:: Selected passage ::

****************

Many would argue that the root cause of managed care has been the accelerating costs of health care. Those costs have outstripped the general rate of inflation in the United States for many years. Indeed, in the early 1990s and in the early years of the next decade, many employers saw their health care costs increase between 10% and 20% per year. On a national basis, such increases led to forecasts that health care costs would represent 18% of the entire U.S. economy, and $3 trillion in expenditures, by the year 2012. In an attempt to control those nonsustainable cost increases, many employers joined forces with insurance companies to rein in the cost of care.

That attempt to manage cost by reining in the use of care became known as managed care. In the old fee-for-service or cost reimbursement model, providers were paid fees for health care services and the providers decided what services were needed. Under that model, there were allegations of overutilization of health care services. Access to health care services was almost unlimited for those with fee-for-service health insurance coverage. Partly in reaction to allegations of overutilization of health care services, the initial theme of managed care was controlling cost by controlling access to health care services.

One way to control access was through a gatekeeper model. In some cases, the gatekeeper was a nurse at a health insurance company who precertified the need for referral to a specialist, for a pharmaceutical product, or for a health care procedure. Such a precertification process by a nurse angered many physicians, who viewed the process as curtailing their autonomy to practice medicine.

Controlling access also took the form of limited panels of providers with a requirement to see a designated primary care physician such as a pediatrician or family practitioner on the panel of preapproved providers. Such approved providers on a panel often accepted lower fees, because they anticipated higher volumes of patients or because the providers feared the negotiating power of the insurance companies. A visit with an approved panel primary care physician may have been required before seeing a specialist or before requiring detailed tests or diagnostic procedures. Thus, only physicians designated on the panel of providers given by the insurance company could be used if reimbursement was desired. Certain pharmaceutical products were also denied if they were not on the approved list or formulary. In some instances, the pendulum may have swung from overutilization to underutilization of health care services. This limited choice of physicians, hospitals, and pharmaceutical products angered many patients, because they wanted the choice of providers and pharmaceutical products. These practices were implemented fully by organizations known as health maintenance organizations, or HMOs.

Given the dislike among physicians, other providers, and patients for the strong gatekeeper or HMO model, and a dislike for the precertification process among providers, patients expressed a need for choice among providers and for authorization of procedures by their physician. Thus, a health plan with broader panels of providers and more liberal reimbursement for out-of-panel providers and pharmaceutical products became known as a preferred provider organization (PPO). A point-of-service (POS) plan was a compromise between an HMO and PPO in terms of how narrow to make the approved panel of providers and the precertification process.

****************

:: Given entries ::

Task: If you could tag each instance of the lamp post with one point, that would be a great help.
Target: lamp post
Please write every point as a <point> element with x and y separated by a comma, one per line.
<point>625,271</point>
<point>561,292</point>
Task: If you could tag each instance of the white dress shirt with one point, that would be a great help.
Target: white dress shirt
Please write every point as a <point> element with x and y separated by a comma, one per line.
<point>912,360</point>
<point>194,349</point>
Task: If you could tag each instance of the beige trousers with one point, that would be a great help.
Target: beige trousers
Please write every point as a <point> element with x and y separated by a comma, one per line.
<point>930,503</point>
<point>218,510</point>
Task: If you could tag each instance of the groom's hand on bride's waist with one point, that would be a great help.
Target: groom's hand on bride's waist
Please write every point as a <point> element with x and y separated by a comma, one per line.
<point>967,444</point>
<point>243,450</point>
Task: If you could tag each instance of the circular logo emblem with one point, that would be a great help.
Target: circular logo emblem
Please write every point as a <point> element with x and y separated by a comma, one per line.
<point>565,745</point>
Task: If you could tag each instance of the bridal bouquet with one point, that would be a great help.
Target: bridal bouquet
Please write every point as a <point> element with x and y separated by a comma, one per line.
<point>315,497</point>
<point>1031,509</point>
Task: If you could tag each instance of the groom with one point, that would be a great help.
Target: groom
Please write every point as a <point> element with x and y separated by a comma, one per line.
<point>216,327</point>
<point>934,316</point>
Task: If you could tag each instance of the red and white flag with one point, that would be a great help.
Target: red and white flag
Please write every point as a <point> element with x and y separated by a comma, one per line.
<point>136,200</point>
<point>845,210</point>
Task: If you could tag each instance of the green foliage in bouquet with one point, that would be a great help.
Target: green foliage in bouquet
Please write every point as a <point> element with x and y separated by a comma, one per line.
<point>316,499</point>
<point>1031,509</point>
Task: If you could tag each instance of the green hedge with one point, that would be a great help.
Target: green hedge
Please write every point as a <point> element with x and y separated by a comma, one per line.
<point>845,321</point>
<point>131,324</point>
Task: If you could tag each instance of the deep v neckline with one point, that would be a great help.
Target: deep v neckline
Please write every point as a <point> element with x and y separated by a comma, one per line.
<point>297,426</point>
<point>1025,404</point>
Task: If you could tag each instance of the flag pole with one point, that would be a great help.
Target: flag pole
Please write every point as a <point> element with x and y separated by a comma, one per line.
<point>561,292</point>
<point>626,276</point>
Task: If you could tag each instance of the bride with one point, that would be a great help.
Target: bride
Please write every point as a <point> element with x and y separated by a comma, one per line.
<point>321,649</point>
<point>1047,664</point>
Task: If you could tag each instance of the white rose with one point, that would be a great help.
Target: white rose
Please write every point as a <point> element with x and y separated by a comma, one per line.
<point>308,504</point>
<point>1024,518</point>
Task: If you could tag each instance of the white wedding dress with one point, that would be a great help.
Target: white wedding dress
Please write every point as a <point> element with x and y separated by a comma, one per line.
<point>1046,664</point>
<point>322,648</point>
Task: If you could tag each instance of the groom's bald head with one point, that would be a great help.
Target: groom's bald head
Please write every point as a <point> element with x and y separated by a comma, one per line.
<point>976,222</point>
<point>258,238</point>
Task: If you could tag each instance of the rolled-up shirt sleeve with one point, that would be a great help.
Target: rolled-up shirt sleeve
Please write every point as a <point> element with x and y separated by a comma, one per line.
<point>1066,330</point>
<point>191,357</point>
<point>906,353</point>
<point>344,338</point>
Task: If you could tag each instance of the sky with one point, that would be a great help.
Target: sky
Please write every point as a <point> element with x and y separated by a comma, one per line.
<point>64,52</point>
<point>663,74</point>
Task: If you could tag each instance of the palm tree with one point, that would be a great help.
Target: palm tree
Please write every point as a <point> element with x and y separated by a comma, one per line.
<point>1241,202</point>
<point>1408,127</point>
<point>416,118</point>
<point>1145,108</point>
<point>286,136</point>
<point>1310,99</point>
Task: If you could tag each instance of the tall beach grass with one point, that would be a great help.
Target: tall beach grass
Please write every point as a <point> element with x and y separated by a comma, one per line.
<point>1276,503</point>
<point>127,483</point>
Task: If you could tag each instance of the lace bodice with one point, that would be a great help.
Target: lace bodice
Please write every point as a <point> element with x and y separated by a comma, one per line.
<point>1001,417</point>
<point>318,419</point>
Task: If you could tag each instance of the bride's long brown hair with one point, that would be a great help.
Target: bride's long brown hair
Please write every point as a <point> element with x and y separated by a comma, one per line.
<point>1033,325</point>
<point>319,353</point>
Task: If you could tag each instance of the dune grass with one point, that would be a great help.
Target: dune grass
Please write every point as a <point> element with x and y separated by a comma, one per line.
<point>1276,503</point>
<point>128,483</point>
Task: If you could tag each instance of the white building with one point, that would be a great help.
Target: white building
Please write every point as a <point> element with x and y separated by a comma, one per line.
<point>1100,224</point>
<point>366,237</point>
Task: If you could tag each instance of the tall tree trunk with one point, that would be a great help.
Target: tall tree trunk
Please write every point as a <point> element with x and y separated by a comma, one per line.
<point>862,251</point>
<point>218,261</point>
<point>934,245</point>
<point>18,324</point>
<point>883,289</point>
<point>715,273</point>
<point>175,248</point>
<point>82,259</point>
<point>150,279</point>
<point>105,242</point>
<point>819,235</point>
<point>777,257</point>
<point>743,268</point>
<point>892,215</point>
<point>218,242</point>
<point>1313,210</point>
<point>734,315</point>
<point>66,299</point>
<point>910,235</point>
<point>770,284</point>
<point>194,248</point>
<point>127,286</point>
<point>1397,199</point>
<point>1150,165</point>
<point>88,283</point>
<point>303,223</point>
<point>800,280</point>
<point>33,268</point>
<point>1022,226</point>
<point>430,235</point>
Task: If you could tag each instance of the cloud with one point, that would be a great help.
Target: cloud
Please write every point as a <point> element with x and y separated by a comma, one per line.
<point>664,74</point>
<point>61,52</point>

****************

:: Aim of the task ::
After the records, quote the passage on managed care from the words containing "One way to control" through the words "to practice medicine.".

:: Written reply ::
One way to control access was through a gatekeeper model. In some cases, the gatekeeper was a nurse at a health insurance company who precertified the need for referral to a specialist, for a pharmaceutical product, or for a health care procedure. Such a precertification process by a nurse angered many physicians, who viewed the process as curtailing their autonomy to practice medicine.